> _Brief_: Write each line exactly, from the line that holds "Query: grass" through the final line of the material, and no other line.
※
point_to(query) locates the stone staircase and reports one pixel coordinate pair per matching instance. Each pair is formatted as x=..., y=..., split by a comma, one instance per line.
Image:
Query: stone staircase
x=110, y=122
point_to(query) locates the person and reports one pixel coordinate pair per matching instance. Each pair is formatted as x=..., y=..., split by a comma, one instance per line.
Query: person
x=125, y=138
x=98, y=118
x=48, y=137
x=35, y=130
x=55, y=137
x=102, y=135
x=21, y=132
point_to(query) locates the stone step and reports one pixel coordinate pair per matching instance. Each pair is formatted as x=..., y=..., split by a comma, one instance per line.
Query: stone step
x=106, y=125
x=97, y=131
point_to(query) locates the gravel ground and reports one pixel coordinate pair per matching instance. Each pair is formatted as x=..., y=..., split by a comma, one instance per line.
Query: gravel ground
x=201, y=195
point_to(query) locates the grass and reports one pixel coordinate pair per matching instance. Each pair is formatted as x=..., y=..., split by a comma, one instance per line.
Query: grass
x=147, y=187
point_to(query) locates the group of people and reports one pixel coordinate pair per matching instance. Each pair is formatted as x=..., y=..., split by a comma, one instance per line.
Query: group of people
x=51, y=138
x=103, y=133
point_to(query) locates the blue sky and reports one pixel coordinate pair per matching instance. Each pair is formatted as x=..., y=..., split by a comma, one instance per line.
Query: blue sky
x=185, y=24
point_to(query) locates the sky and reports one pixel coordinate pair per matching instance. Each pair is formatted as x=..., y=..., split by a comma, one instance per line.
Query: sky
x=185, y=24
※
> _Response to this task_:
Query: grass
x=147, y=187
point_to(query) locates the group of people and reports one pixel coordinate pair per matching instance. Each pair is formatted as x=..., y=..., split by a comma, one instance per line.
Query: group of people
x=51, y=138
x=103, y=133
point_to(query) locates the blue sky and reports one pixel coordinate pair per matching instance. Each pair is formatted as x=..., y=..., split by a comma, one instance per line.
Query: blue sky
x=185, y=24
point_to(query) locates the sky and reports one pixel coordinate pair per matching instance. Each pair is formatted as x=..., y=..., split by a comma, one instance per line.
Query: sky
x=185, y=24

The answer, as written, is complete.